Using the passage on the magazine issues, decide whether each statement agrees with it: (a) Oscar Niemeyer built the UN building in New York; (b) Pierre Assouline interviewed Philip Roth; (c) McDonald's is marking fifty years since it opened its first restaurant in France. Answer yes or no for each and quote the deciding words.

* [Supplied text]:
*-*-*

In addition, Véronique Mortaigne presents an article on Oscar Niemeyer, the "aesthetic and militant architect" who built the main buildings of Brasília, the UN building in New York, and the Paris headquarters of France's Communist Party. "Communist for one day, communist always", she writes admiringly of the Brazilian icon. And on the final page there is another Jacques Buob interview, with Virginie Despentes, a writer-director who voted for the Parti Communiste in the last elections…



Issue 30 (September 11) brings us Josyane Savigneau's interview with Philip Roth ("compared to his son, the father was a George Washington") and Pierre Assouline's condescending dismissal of Nicolas Sarkozy and Bernard-Henri Lévy. (Why? Because neither is a Frenchman comme il faut, i.e., one who hates America.) As the archives story, we are served the history of the McDonald's corporation which is celebrating the quarter century birthday of the opening of its first restaurant in France.

*-*-*

* [Records]:
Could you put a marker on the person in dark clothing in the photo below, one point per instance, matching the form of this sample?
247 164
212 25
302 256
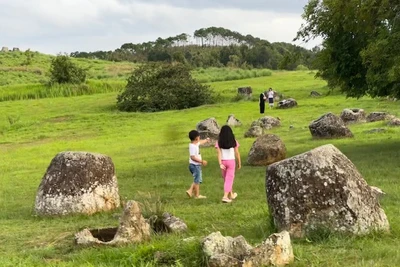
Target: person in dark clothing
262 102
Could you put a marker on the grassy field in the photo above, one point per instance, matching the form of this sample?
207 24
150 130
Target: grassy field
19 81
150 155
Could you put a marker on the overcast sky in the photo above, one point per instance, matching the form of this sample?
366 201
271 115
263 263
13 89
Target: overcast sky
54 26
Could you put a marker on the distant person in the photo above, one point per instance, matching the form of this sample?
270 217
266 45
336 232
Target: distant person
262 102
195 163
228 152
271 95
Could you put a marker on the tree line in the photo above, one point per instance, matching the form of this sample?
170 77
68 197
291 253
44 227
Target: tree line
360 50
211 47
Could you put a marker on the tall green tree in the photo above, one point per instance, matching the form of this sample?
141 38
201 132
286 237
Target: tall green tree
160 86
360 54
63 70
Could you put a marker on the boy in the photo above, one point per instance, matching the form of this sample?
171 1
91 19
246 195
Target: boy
195 163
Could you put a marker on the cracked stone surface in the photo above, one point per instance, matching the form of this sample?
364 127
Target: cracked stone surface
78 182
322 189
329 126
133 228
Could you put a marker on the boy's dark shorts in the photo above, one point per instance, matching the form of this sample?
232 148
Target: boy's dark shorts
195 170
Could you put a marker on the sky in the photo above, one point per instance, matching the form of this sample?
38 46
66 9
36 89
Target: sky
64 26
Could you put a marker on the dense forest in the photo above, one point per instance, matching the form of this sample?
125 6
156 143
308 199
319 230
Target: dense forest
212 47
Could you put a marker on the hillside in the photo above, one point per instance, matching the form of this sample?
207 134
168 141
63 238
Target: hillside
149 151
212 47
14 68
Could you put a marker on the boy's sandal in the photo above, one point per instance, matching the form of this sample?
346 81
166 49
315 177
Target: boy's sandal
226 200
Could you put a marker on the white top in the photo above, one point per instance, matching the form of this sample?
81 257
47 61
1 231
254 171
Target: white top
227 154
194 150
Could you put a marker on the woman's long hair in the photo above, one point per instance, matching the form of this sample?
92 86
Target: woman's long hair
226 138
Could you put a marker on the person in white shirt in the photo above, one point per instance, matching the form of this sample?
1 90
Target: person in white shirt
195 163
228 152
271 95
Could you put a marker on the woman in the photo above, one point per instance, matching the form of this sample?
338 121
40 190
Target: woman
262 102
228 151
271 95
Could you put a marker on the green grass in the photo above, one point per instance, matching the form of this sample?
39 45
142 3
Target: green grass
37 91
150 155
14 72
227 74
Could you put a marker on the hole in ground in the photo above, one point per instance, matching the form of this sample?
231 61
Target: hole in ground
105 234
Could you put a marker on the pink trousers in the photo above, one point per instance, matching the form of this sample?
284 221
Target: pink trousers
229 174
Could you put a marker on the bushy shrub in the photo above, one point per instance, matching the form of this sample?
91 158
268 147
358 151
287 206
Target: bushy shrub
63 70
160 86
302 67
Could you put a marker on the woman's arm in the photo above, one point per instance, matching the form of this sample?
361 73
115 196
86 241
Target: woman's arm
220 158
238 157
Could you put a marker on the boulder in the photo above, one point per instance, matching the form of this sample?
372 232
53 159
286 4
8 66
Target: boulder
267 122
315 94
329 126
376 130
277 96
223 260
254 131
322 189
78 182
394 122
174 224
216 243
245 91
287 103
266 150
353 115
276 250
377 116
133 228
233 121
378 192
236 252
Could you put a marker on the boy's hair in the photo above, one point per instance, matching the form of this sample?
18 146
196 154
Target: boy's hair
226 138
193 135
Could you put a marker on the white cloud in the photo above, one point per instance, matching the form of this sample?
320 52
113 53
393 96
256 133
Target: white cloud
53 26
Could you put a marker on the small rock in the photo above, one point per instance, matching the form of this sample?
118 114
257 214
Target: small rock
377 116
394 122
315 94
133 228
377 130
287 103
353 115
232 121
174 224
216 243
329 126
266 150
254 131
267 122
276 250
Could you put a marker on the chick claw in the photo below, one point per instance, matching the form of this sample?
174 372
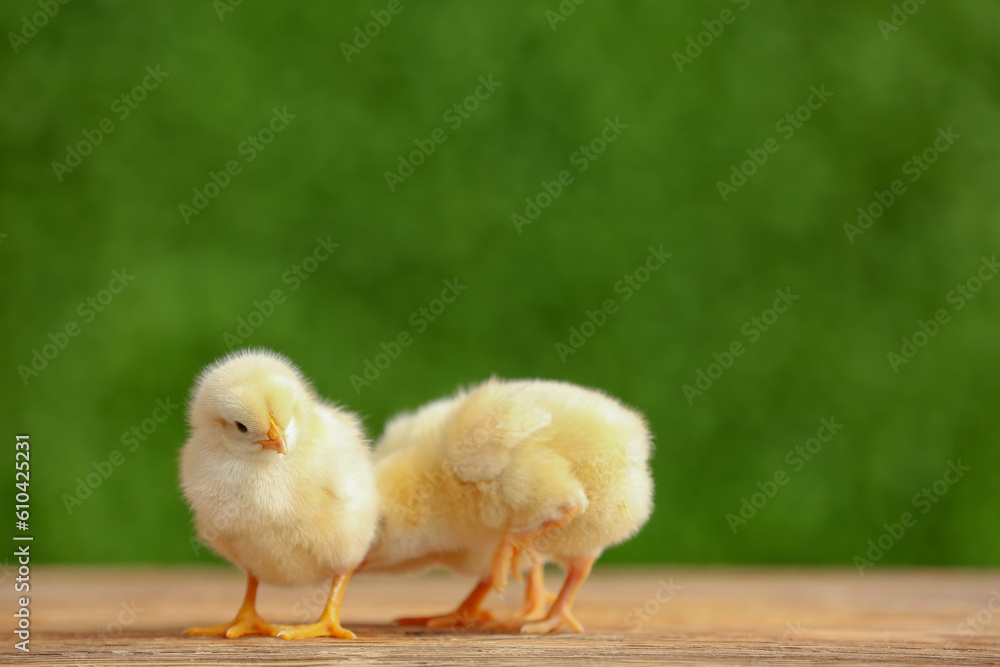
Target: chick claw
552 623
320 629
507 555
246 623
460 618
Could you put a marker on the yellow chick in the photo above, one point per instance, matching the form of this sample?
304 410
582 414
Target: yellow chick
507 475
280 483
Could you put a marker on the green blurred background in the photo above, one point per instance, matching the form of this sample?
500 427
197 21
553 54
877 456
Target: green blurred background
656 184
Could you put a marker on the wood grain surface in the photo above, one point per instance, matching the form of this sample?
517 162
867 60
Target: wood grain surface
116 616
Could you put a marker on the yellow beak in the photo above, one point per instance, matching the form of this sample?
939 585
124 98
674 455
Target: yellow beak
275 438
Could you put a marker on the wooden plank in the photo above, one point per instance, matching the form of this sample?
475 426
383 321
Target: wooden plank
113 616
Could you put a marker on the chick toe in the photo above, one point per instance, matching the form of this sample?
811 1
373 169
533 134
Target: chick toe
468 615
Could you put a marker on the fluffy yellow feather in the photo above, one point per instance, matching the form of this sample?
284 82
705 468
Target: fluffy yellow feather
510 474
280 483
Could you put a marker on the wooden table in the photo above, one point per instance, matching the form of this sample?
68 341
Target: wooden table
728 616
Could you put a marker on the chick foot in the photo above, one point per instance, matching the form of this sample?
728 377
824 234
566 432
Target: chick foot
468 614
247 621
560 614
536 597
318 629
328 624
244 624
515 543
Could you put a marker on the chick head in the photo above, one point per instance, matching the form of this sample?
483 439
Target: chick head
247 403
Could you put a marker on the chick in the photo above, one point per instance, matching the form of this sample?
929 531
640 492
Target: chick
280 482
505 476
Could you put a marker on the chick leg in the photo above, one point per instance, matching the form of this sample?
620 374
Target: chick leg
247 622
536 597
328 624
560 613
514 543
468 613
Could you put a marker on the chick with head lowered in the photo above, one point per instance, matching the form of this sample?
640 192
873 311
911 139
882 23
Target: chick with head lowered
507 475
280 483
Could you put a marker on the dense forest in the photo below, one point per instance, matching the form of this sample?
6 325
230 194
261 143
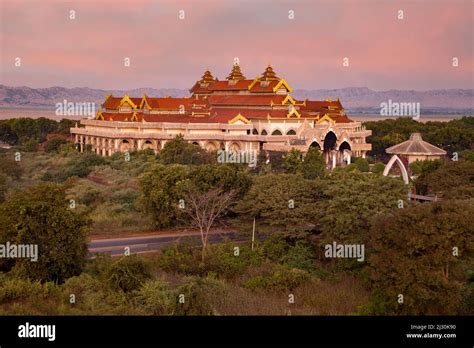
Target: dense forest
418 256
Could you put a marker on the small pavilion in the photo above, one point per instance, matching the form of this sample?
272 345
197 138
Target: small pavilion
416 149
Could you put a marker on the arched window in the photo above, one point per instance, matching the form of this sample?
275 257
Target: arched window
276 132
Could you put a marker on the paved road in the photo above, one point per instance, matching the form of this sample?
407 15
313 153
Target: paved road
150 243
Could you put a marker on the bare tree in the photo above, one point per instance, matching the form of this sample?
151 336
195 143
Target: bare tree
204 208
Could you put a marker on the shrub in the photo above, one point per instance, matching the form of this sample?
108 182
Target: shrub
184 258
378 168
125 197
30 145
280 278
301 256
223 261
192 297
15 289
54 144
10 167
362 164
274 248
155 298
128 273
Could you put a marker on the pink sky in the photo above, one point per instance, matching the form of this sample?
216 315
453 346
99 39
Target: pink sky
167 52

*-*-*

* [Output of the exercise]:
(a) Yes: "who built the main buildings of Brasília, the UN building in New York, and the Paris headquarters of France's Communist Party"
(b) No: "Josyane Savigneau's interview with Philip Roth"
(c) No: "celebrating the quarter century birthday of the opening of its first restaurant in France"